What the task asks
Copy each line of the data beneath in which the word "purse" appears.

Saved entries

···

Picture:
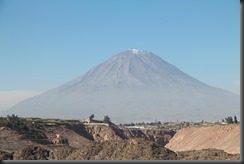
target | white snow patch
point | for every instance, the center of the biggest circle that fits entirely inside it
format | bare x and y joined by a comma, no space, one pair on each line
134,51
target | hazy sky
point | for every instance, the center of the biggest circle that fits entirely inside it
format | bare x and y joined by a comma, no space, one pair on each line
45,43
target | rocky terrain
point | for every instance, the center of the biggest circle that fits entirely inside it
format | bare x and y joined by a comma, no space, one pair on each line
114,143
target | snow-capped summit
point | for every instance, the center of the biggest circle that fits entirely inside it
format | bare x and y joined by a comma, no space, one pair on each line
133,88
135,51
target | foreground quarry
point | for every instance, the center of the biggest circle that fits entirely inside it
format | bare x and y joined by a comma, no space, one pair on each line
75,141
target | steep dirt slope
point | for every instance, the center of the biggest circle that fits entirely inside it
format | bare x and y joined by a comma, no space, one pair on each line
224,137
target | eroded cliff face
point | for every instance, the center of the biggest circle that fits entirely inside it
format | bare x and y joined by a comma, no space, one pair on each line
105,133
224,137
158,135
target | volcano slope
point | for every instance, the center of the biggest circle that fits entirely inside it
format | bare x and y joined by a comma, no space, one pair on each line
132,86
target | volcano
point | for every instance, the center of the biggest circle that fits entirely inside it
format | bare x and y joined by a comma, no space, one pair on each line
133,86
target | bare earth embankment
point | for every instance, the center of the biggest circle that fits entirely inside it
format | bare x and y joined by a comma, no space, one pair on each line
218,142
223,137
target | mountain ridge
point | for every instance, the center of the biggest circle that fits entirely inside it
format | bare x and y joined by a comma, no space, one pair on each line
133,85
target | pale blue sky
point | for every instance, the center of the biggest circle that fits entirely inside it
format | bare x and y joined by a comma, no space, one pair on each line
45,43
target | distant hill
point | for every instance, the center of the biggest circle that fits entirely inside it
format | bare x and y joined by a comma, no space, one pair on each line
133,86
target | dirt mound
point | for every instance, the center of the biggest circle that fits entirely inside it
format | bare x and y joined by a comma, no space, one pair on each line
207,154
76,134
223,137
132,149
31,153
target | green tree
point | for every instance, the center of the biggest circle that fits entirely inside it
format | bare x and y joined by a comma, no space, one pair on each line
235,120
229,120
106,119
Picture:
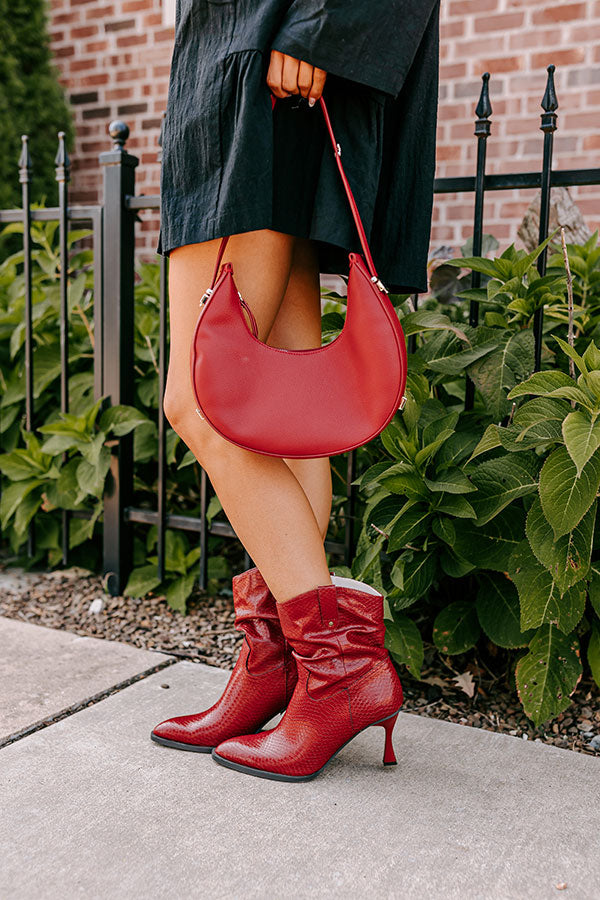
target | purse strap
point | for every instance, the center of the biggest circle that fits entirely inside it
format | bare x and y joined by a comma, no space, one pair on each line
337,150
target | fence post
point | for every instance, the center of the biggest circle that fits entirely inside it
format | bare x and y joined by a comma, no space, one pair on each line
483,128
118,242
548,126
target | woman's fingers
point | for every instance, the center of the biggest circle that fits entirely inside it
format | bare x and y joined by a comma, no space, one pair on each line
319,76
275,74
305,78
288,75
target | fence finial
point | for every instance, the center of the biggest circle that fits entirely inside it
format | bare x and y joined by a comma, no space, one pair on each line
61,160
550,101
119,132
549,104
484,107
483,110
24,161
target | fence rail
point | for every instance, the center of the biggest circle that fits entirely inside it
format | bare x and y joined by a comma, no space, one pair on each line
113,239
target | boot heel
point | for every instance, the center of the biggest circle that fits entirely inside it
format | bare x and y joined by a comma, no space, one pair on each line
389,757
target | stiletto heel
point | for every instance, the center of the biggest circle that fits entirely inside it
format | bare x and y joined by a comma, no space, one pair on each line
389,757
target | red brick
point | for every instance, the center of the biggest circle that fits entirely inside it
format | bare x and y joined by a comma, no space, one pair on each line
538,37
503,22
95,46
83,31
500,64
132,40
81,65
449,30
471,7
560,13
565,57
581,120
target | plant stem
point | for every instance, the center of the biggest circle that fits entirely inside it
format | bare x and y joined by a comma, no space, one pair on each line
570,334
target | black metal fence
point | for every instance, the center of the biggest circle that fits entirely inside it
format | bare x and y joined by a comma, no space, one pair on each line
113,224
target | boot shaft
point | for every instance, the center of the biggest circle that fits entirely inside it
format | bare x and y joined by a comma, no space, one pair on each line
336,632
256,615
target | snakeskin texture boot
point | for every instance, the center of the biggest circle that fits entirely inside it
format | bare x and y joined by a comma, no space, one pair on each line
346,682
260,685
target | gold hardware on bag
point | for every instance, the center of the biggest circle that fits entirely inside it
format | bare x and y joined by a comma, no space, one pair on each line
379,283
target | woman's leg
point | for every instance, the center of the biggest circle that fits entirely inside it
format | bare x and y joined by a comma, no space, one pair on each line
297,326
261,496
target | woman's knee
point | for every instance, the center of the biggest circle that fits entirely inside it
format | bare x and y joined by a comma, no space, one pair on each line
194,431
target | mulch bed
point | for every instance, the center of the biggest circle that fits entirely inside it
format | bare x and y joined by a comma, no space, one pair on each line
62,599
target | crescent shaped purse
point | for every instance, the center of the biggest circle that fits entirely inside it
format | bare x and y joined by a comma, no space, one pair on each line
300,403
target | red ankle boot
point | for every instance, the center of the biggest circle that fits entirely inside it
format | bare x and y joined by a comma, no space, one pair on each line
346,682
260,685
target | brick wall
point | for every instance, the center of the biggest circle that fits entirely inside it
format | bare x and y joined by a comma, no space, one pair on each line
515,40
114,59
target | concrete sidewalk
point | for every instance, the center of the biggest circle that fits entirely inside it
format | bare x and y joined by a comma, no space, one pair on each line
45,672
92,808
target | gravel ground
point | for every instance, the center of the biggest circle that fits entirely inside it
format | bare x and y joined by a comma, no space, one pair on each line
470,695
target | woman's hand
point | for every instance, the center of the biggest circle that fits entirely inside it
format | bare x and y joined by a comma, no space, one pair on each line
288,75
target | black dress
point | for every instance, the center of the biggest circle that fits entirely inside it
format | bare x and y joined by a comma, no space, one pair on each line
232,164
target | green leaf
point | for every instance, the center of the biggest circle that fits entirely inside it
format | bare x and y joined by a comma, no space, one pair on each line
26,510
490,546
536,423
404,642
141,581
565,496
594,588
572,353
476,264
429,320
552,384
179,591
13,496
409,484
454,565
452,481
409,526
489,441
498,372
568,558
443,527
414,572
498,612
121,420
548,674
593,654
455,505
175,551
541,602
499,482
456,628
542,384
81,530
581,434
385,512
91,478
458,360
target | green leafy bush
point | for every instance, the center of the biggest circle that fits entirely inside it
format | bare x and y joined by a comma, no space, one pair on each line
479,525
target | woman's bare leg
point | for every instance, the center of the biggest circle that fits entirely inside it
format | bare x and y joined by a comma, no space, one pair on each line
297,326
261,496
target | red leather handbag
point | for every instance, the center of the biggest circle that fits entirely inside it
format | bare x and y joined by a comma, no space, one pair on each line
300,403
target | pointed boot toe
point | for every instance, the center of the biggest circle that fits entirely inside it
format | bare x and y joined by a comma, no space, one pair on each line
183,733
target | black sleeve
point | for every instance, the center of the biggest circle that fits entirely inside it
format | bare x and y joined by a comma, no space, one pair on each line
370,41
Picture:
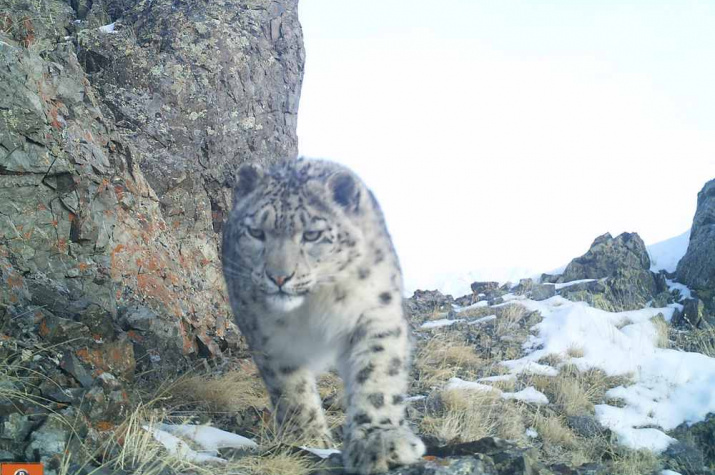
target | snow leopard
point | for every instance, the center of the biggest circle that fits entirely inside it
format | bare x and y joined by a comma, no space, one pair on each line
314,283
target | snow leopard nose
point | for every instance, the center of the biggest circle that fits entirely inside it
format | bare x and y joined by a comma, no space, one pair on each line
279,280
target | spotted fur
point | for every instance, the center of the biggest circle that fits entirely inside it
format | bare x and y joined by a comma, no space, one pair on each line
315,283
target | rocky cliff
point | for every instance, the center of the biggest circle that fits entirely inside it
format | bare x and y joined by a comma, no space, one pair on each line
121,126
697,268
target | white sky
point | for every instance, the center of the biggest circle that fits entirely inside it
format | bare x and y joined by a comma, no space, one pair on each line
501,137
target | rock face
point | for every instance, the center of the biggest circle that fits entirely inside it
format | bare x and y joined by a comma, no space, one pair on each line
623,266
697,268
117,150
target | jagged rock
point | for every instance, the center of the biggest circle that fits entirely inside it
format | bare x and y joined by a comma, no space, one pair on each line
607,255
71,364
543,291
524,286
117,155
15,427
697,267
49,440
585,469
623,266
685,458
693,314
506,456
699,435
484,287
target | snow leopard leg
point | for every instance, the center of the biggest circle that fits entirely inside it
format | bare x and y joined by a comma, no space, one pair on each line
375,372
296,403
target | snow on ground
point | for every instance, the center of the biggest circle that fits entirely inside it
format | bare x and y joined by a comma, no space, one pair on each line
573,282
322,453
666,254
210,439
180,449
529,394
480,304
445,322
488,318
669,387
684,291
107,28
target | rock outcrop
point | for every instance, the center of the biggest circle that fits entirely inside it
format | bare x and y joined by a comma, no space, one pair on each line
622,267
697,268
121,126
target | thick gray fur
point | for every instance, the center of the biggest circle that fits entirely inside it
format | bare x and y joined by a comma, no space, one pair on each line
315,283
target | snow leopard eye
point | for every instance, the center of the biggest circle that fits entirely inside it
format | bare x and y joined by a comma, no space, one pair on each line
257,234
312,236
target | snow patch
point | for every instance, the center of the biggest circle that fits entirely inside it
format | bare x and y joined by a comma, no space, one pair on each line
210,439
669,387
573,282
322,453
108,28
458,383
444,322
529,394
666,254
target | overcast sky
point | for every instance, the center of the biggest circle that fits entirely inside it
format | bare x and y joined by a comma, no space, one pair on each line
501,137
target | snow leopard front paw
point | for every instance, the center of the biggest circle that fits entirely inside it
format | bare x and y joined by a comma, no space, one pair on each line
375,449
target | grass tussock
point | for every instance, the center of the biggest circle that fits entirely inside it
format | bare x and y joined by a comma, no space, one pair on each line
633,462
232,391
470,415
444,356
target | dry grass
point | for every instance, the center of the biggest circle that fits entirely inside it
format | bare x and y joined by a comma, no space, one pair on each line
232,391
631,462
133,449
552,429
470,415
444,356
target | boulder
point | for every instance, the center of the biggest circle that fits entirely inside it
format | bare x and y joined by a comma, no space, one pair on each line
695,448
693,314
622,266
608,255
697,267
543,291
484,287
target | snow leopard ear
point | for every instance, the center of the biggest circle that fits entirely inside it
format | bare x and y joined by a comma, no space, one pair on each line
345,191
249,178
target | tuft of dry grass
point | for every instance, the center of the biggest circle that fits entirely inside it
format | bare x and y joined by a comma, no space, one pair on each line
232,391
444,356
552,429
280,463
470,415
574,392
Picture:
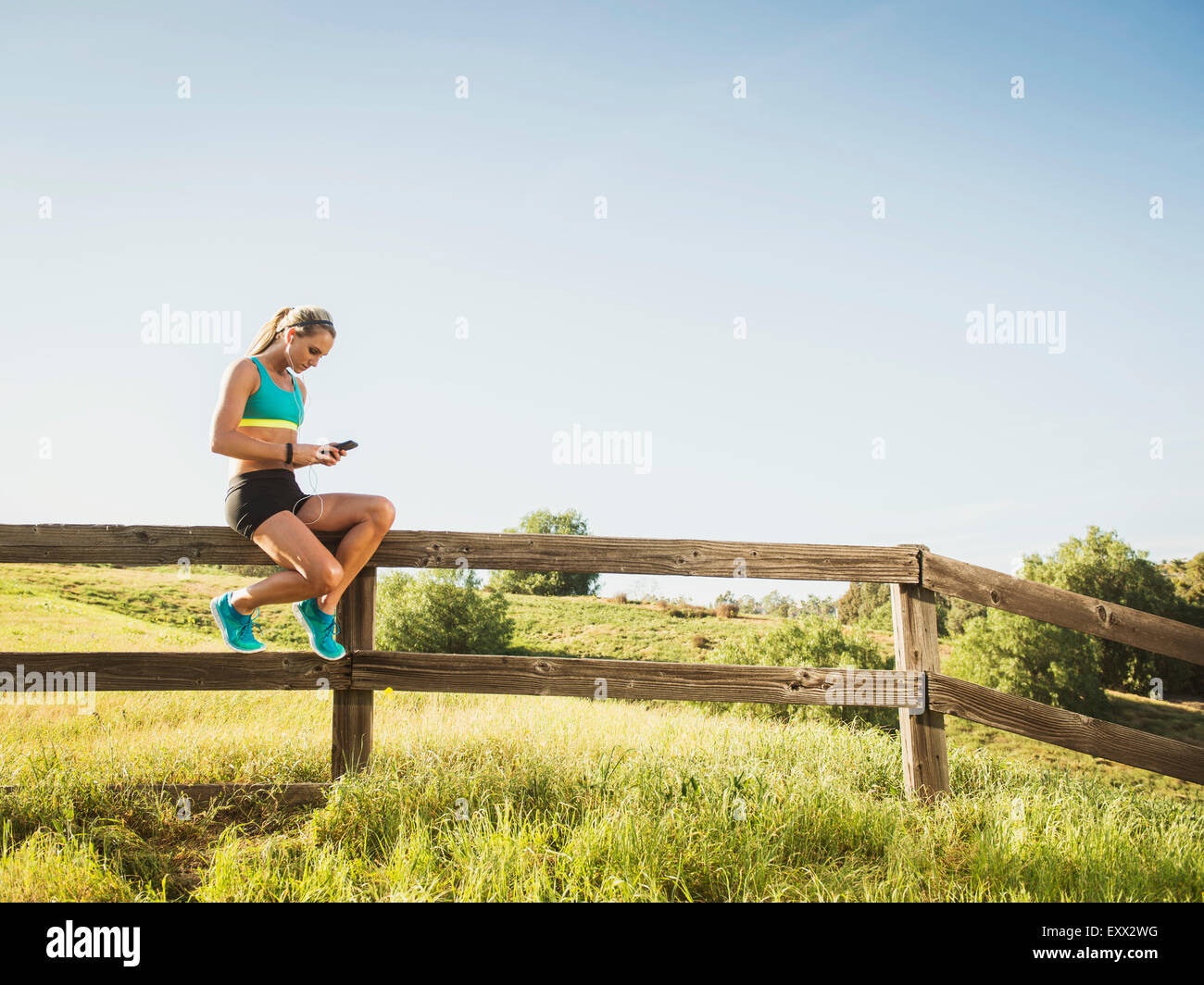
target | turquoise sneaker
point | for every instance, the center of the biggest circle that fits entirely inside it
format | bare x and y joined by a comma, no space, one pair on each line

···

Worked solution
target | purse strap
target | crescent shaped purse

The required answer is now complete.